From first line to last, copy the listing exactly and omit its pictures.

-----

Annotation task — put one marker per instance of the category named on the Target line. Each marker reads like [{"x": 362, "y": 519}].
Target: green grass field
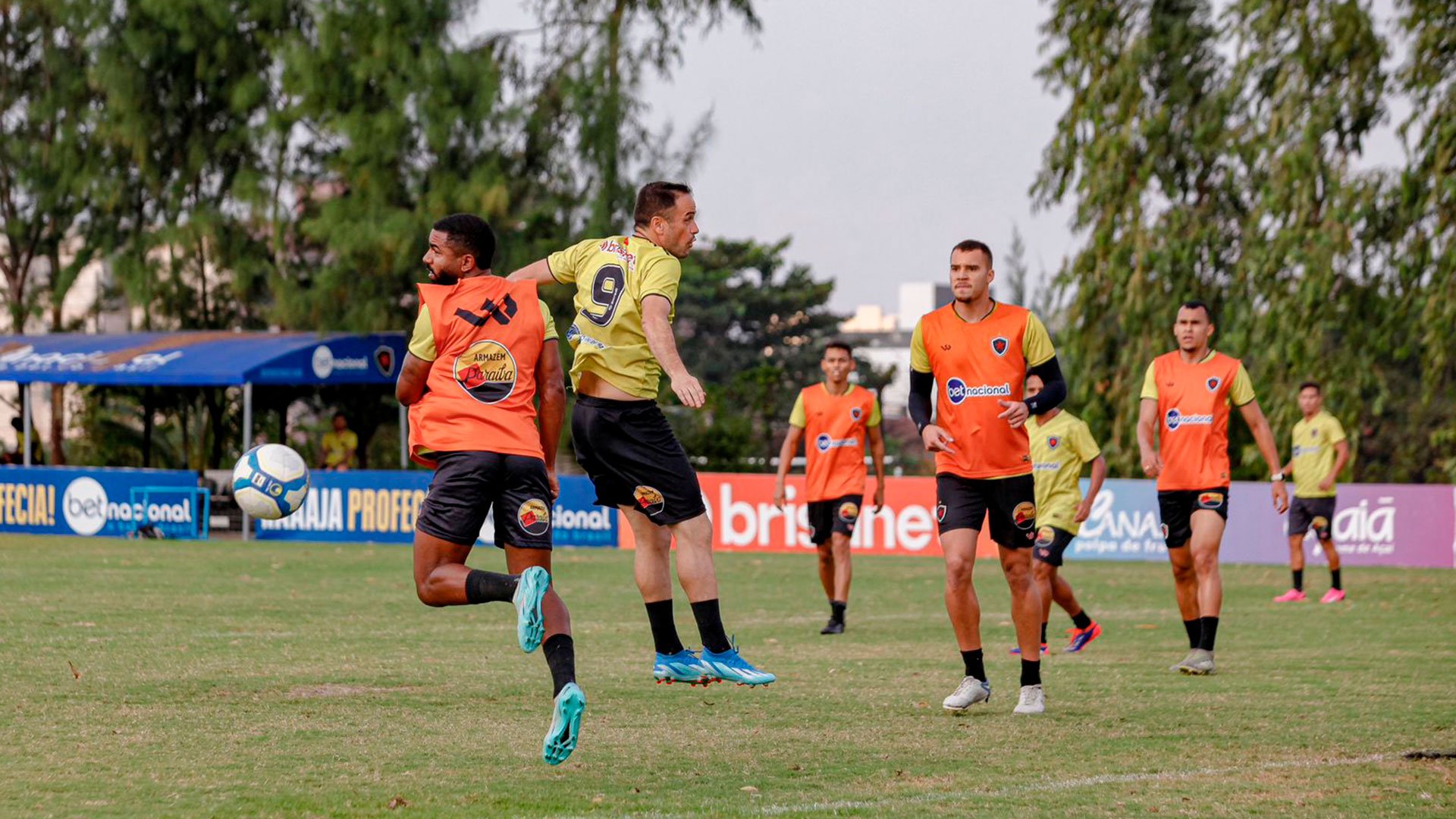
[{"x": 231, "y": 679}]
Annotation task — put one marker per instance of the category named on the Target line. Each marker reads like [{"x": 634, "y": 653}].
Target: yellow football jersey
[
  {"x": 422, "y": 340},
  {"x": 612, "y": 278},
  {"x": 1059, "y": 449},
  {"x": 1313, "y": 453}
]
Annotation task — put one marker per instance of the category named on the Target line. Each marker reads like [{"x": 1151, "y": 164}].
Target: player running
[
  {"x": 979, "y": 354},
  {"x": 1320, "y": 453},
  {"x": 837, "y": 417},
  {"x": 626, "y": 287},
  {"x": 1060, "y": 445},
  {"x": 476, "y": 357},
  {"x": 1185, "y": 407}
]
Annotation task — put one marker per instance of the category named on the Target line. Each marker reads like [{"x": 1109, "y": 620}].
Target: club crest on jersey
[
  {"x": 1024, "y": 515},
  {"x": 650, "y": 500},
  {"x": 533, "y": 516},
  {"x": 487, "y": 371}
]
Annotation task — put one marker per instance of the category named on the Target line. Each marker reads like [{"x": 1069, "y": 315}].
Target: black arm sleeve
[
  {"x": 1053, "y": 387},
  {"x": 921, "y": 388}
]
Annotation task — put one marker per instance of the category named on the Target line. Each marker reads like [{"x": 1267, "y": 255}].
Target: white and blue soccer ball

-----

**RESPONSE TO THIS EXERCISE**
Annotation task — put one marker per instance of the category named on the Target line. Each marker reads like [{"x": 362, "y": 519}].
Target: green grass field
[{"x": 231, "y": 679}]
Annotation task — put one marker per instance of the category named on the Target line. Each marker reads like [{"x": 634, "y": 653}].
Target: yellow football jersey
[
  {"x": 422, "y": 340},
  {"x": 612, "y": 278},
  {"x": 1059, "y": 449},
  {"x": 1313, "y": 453}
]
Annotation task — put one marker per instance of the category named on the Target line. Each marker reads like [{"x": 1151, "y": 164}].
Target: player running
[
  {"x": 979, "y": 354},
  {"x": 1320, "y": 453},
  {"x": 837, "y": 417},
  {"x": 626, "y": 287},
  {"x": 1060, "y": 445},
  {"x": 476, "y": 357},
  {"x": 1185, "y": 407}
]
Annotation task — put one marker per instance of the category named on the Target line. Each marker reads like [{"x": 1109, "y": 620}].
Target: club crest on jersey
[
  {"x": 1024, "y": 515},
  {"x": 650, "y": 500},
  {"x": 533, "y": 516},
  {"x": 487, "y": 371}
]
Annotation task — put one marker per instance of the category named on the Target line. Each marker reads like [{"x": 1069, "y": 315}].
Target: black arm sleeve
[
  {"x": 1053, "y": 387},
  {"x": 921, "y": 388}
]
Annotation task — put one marker per instance of the category named on the Target line. Each marker reads like [{"x": 1267, "y": 255}].
Target: white and blue soccer ball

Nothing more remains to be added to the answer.